Precisamos falar sobre JOHN WICK

Aproveitei o lançamento do quarto filme da franquia JOHN WICK, estrelada pelo Keanu Reeves, para rever a trilogia inicial. E como nunca escrevi nada sobre esses filmes por aqui, trago uns comentários que fiz durante os últimos dias no Letterboxd e Instagram, onde tenho sido mais atuante, por isso recomendo que sigam, se tiverem interesse, porque esse recinto aqui anda bem abandonado, e a correria dos tempos atuais quase me obriga a fazer comentários mais curtos nas outras redes, do que posts maiores por aqui.

DE VOLTA AO JOGO (John Wick, 2014), de Chad Stahelski e David Leitch

Acho massa lembrar que na época do lançamento muito pouco sobre JOHN WICK sugeria que a gente estaria prestes a assistir a um dos melhores filmes de ação daquele período. Mesmo com suas imperfeições, foi exatamente o que assistimos e o impacto foi grande, notável pela presença de Keanu Reeves numa performance física impressionante, em sequências espetaculares de tiroteios, lutas coreografadas com capricho, filmadas e editadas com maestria e com uma construção de universo envolvendo um peculiar submundo de assassinos, cheio de regras, que tornava tudo ainda mais fascinante.

E é de certa forma admirável constatar que o filme continua um dos grandes exemplares do gênero (em se tratando de Hollywood), passados praticamente dez anos, mesmo que as suas próprias continuações tenham lhe superado. O que só engrandece essa franquia que eu tanto adoro.

Vou me estender um pouco mais nesse primeiro filme, só pra introduzir algumas premissas caso alguém tenha essa falha de não ter visto o filme ainda e porque acredito que preciso declarar meu amor a esse personagem incrível, que atende pelo nome/título de John Wick (Reeves), capaz de matar cem homens sob o pretexto de que tiraram a vida de seu adorável cachorrinho. Um beagle irresistível. Aquele que sua esposa havia deixado pra ele após sua morte como um presente póstumo. A única coisa que restava dela. A única coisa que o manteve em uma vida normal, longe de um passado carregado de morte e violência. Uma existência de paz que ele escolheu depois de muitos anos trabalhando como assassino contratado para organizações mafiosas. John Wick foi apelidado de “Baba Yaga“, algo que traduziram como o bicho-papão – embora possam dizer também que ele é a pessoa que chamariam para matar o bicho-papão. Temido por todos, ele era o assassino mais eficaz. Quando um chefão russo (Michael Nyqvist) descobre que seu filho roubou o Mustang e matou o cachorro de John, ele sabe o que está por vir. Ele sabe que seu filho despertou uma fera capaz de tudo.

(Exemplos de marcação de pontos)

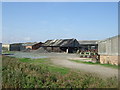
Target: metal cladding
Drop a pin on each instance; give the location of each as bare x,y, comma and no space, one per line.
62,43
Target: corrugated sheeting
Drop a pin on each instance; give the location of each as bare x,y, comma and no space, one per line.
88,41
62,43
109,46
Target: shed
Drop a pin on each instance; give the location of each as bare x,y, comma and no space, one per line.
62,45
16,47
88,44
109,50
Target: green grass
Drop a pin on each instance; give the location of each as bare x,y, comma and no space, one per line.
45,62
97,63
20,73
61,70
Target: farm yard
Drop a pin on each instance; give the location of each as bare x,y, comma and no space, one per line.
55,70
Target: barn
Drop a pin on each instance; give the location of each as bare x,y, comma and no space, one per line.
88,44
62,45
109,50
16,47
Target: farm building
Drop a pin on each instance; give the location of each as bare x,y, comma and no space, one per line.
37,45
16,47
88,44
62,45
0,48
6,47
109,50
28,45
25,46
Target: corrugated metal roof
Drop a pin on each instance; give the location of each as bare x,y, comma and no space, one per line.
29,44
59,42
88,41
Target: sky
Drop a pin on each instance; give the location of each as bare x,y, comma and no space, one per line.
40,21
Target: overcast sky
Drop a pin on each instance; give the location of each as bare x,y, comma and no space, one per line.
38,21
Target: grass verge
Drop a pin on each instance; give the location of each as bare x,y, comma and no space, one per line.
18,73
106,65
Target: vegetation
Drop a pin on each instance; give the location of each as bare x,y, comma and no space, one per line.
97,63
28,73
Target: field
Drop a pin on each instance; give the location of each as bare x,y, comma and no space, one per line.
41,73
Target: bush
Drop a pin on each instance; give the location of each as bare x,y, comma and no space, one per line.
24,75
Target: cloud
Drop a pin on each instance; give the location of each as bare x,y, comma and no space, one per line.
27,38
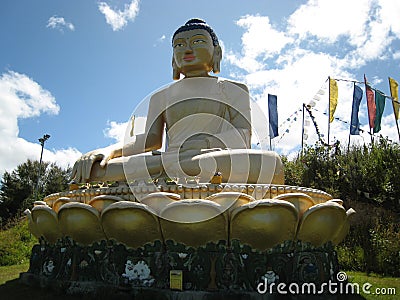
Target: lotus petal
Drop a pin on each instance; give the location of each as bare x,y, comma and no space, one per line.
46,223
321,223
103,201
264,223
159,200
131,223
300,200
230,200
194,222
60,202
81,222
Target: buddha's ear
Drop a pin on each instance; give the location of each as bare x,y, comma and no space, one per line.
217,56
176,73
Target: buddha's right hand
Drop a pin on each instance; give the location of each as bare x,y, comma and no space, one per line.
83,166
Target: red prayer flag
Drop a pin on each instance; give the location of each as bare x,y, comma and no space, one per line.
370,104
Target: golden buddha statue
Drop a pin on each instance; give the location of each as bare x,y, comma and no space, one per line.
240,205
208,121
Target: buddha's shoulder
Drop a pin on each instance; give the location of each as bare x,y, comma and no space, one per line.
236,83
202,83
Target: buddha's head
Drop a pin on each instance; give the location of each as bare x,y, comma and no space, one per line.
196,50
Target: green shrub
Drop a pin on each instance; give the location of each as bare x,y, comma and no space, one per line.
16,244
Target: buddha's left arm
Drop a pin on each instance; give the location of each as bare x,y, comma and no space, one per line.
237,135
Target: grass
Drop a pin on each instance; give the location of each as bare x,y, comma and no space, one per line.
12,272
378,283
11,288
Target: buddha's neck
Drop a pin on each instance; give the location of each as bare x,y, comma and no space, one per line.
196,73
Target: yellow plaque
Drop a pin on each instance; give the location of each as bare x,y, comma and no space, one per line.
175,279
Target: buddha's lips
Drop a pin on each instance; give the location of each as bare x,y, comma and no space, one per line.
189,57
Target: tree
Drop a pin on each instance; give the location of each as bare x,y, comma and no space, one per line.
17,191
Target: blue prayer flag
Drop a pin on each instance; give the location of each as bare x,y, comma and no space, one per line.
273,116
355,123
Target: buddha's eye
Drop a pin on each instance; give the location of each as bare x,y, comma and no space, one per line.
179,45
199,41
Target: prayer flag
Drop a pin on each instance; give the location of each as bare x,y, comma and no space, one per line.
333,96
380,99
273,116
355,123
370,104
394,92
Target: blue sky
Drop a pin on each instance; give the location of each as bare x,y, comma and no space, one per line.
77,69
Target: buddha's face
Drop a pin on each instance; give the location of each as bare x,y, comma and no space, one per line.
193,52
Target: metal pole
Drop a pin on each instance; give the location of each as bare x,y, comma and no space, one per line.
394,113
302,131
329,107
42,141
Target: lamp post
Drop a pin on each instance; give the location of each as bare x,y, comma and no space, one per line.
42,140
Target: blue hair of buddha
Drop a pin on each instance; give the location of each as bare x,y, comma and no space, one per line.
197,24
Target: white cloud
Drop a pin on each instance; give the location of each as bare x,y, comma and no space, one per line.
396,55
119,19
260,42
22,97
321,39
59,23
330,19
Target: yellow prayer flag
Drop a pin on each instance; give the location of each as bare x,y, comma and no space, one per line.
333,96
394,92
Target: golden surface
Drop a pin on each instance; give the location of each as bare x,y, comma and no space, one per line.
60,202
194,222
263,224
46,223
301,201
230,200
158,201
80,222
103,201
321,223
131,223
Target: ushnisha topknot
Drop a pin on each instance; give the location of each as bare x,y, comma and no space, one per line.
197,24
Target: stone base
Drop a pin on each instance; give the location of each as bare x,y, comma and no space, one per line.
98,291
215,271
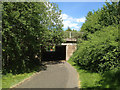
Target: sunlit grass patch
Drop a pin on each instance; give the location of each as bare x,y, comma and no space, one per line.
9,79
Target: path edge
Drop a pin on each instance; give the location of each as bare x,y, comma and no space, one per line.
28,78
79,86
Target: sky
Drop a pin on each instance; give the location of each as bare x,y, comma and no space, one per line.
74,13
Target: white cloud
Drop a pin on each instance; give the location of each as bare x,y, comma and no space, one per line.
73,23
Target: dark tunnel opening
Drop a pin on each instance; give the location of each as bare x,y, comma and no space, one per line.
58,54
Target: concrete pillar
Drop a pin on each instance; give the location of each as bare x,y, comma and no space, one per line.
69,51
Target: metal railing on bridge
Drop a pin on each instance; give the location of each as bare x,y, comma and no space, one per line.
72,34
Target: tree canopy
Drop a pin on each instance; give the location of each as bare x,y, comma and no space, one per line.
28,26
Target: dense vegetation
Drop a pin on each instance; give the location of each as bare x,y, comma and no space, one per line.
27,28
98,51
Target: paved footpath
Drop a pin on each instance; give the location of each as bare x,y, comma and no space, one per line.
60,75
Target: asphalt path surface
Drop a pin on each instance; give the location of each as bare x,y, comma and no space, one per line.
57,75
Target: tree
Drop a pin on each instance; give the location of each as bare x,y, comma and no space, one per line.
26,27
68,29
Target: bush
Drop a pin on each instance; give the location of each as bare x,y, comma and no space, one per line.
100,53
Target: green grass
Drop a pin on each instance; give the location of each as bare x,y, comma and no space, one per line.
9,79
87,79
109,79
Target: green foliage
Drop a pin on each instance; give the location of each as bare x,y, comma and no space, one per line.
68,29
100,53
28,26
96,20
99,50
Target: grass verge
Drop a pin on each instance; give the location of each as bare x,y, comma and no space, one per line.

==

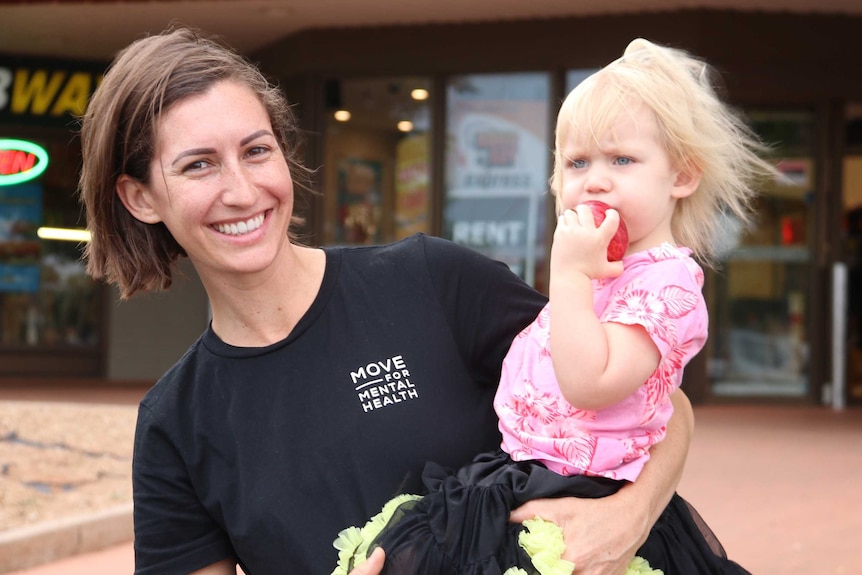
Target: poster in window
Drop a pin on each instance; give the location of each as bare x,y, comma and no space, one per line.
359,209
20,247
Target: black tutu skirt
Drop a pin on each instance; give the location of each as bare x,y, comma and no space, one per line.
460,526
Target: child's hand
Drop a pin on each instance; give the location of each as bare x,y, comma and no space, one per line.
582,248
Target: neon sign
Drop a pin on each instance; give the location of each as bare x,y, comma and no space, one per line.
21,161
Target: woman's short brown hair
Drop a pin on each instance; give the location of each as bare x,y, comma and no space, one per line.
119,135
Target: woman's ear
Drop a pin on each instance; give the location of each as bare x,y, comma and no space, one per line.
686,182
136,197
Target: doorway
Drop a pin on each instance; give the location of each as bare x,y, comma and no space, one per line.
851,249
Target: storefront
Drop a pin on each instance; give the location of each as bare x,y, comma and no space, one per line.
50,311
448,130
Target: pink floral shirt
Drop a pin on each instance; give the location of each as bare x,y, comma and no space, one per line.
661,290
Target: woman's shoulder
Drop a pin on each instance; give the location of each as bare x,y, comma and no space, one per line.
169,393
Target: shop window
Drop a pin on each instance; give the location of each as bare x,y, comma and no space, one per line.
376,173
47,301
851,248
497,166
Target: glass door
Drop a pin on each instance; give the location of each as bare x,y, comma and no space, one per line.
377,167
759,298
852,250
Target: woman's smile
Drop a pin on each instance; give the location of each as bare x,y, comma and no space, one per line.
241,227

==

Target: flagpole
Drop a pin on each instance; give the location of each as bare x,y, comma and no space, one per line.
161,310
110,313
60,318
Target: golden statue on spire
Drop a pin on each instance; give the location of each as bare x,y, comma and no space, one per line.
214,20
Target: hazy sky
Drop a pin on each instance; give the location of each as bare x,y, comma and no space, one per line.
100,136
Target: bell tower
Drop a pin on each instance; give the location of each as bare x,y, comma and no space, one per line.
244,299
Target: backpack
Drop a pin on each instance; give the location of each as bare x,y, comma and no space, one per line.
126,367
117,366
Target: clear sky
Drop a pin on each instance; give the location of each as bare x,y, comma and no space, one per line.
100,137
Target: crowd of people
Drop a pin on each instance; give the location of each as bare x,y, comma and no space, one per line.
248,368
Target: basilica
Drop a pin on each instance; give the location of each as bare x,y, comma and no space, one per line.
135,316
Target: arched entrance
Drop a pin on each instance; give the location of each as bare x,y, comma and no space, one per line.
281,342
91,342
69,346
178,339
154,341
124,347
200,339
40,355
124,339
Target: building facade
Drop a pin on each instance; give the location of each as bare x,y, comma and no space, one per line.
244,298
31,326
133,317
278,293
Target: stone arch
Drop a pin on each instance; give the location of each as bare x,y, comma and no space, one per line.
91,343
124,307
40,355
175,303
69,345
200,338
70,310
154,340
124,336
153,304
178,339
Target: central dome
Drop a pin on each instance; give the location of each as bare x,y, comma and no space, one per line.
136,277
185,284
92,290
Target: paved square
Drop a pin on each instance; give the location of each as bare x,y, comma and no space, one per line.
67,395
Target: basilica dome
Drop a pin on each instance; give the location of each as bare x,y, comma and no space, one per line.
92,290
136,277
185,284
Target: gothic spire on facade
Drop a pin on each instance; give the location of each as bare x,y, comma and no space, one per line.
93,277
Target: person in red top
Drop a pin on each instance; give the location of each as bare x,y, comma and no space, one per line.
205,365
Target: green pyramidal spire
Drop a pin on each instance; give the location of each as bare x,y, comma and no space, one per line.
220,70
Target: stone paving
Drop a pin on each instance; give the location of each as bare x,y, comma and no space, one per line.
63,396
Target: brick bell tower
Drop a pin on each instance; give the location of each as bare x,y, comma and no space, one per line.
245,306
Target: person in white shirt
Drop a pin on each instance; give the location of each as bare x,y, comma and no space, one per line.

_Tarefas e exercícios_
[A] Por favor, diga se cada afirmação concorda com o texto sobre John Wick: (i) o primeiro filme foi dirigido por Chad Stahelski e David Leitch; (ii) o cachorro de John Wick foi um presente deixado pela esposa; (iii) foi o chefão russo quem matou o cachorro de John. Responda sim ou não a cada uma e cite as palavras do texto que decidem.
[B] Determine quantas linhas dos registros contêm a palavra "golden" e responda somente com o número.

_Soluções por tarefa_
[A]
(i) Sim: "DE VOLTA AO JOGO (John Wick, 2014), de Chad Stahelski e David Leitch".
(ii) Sim: "Aquele que sua esposa havia deixado pra ele após sua morte como um presente póstumo."
(iii) Não: "descobre que seu filho roubou o Mustang e matou o cachorro de John".

[B] 3